BEGIN Reading text

[cfe-dev] [RFC] Introducing a byte type to LLVM

Richard Smith via cfe-dev cfe-dev at lists.llvm.org
Thu Jun 10 17:25:39 PDT 2021


On Sun, 6 Jun 2021 at 12:15, Nuno Lopes via cfe-dev <cfe-dev at lists.llvm.org>
wrote:

> Of course, let's look at a simple example with GVN:
> if (p == q) {
>   *(p-1) = 0;
> }
>
> If p/q are integers, then it's perfectly fine to replace p with q or
> vice-versa inside the 'if'.


If we start with:

char a[n];
char b[n];
long p = (long)(a+n);
long q = (long)b;
if (p == q) {
   *((char*)p-1) = 0;
}

... what prevents us from observing the same issue?

GVN may decide to produce this:
> if (p == q) {
>   *(q-1) = 0;
> }
>
> Now consider that p/q are pointers. In particular they are the following:
> char a[n];
> char q[n];
> char *p = a + n;
>
> inlining the definitions, originally we had:
> if (a+n == q) {
>   *(a+n-1) = 0;
> }
>
> The program is well-defined. However, GVN produces a ill-defined program:
> if (a+n == q) {
>   *(q-1) = 0;
> }
>
> While a+n may have the same address as q, their provenance is different.
> You can dereference a[n-1], but you can't dereference q[-1], even if they
> have exactly the same address.

END Reading text
BEGIN Material

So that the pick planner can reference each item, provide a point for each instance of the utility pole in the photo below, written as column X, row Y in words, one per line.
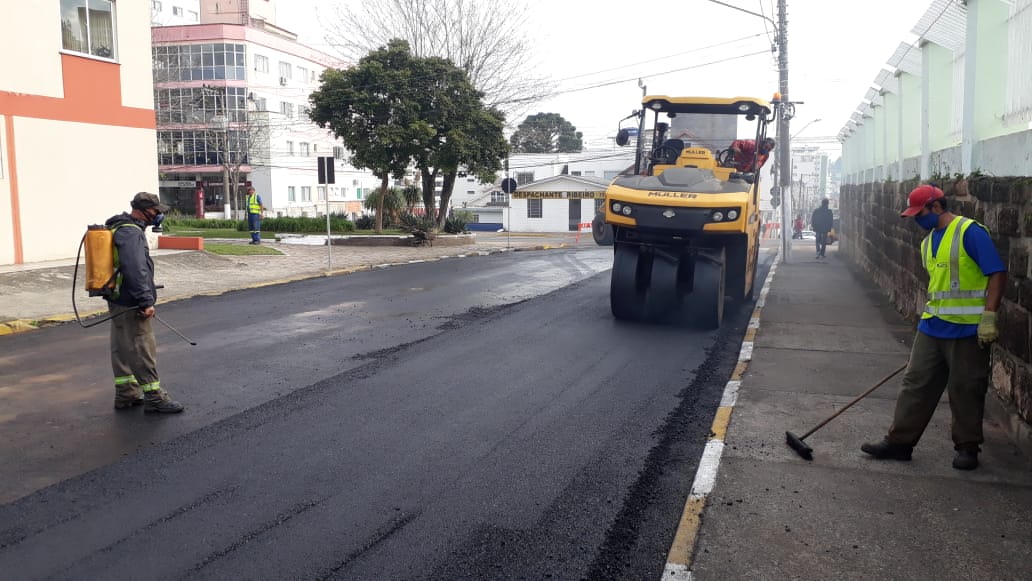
column 784, row 144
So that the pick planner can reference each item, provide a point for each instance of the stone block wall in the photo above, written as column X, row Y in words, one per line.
column 887, row 247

END Material

# Task 1
In the LLVM byte type thread, what is it perfectly fine for GVN to do inside the 'if' when p and q are integers?
# Task 2
Carry on the LLVM byte type thread from the point where it stops.

# Result 1
Replace p with q, or q with p.

# Result 2
>
> Pointer equalities can only be propagated if both pointers have the same
> provenance information. If two pointers are inbounds and compare equal,
> then they have the same provenance, for example. That's a case when GVN for
> pointers is correct.
>
> Another class of issues is related with alias analysis and implicit casts
> done by integer loads. AA doesn't consider these implicit casts, which is
> incorrect. When we load an integer, we don't know if we are actually
> loading an integer or a "raw byte", as there's no way to distinguish. So,
> to be correct, we need to consider all integer loads as escaping pointers
> (unless we introduce a way to distinguish "raw byte" loads from integer
> loads). I gave one such example in my last reply to Johannes.
>
> Please let me know if the example above isn't clear. Happy to elaborate
> further :)
>
> Thanks,
> Nuno
>
>
> -----Original Message-----
> From: David Blaikie <dblaikie at gmail.com>
> Sent: 06 June 2021 19:58
> Subject: Re: [llvm-dev] [RFC] Introducing a byte type to LLVM
>
> Perhaps a small concrete example of the GVN (or otherwise, if there are
> smaller examples in other optimizations) transformation that you find to be
> invalid - showing how it's important for integers, and invalid for pointers
> (smallest example that manifests that invalidity in an observable way)
> might help ground the conversation a bit.
>
> On Sun, Jun 6, 2021 at 11:26 AM Nuno Lopes via llvm-dev <
> llvm-dev at lists.llvm.org> wrote:
> >
> > Let me try to explain the issue around typed memory. It’s orthogonal to
> TBAA. Plus I agree the allocation type is irrelevant; it’s the type of the
> load/store operations that matters.
> >
> >
> >
> > Fact 1: LLVM needs an “universal holder” type in its IR.
> >
> > Why?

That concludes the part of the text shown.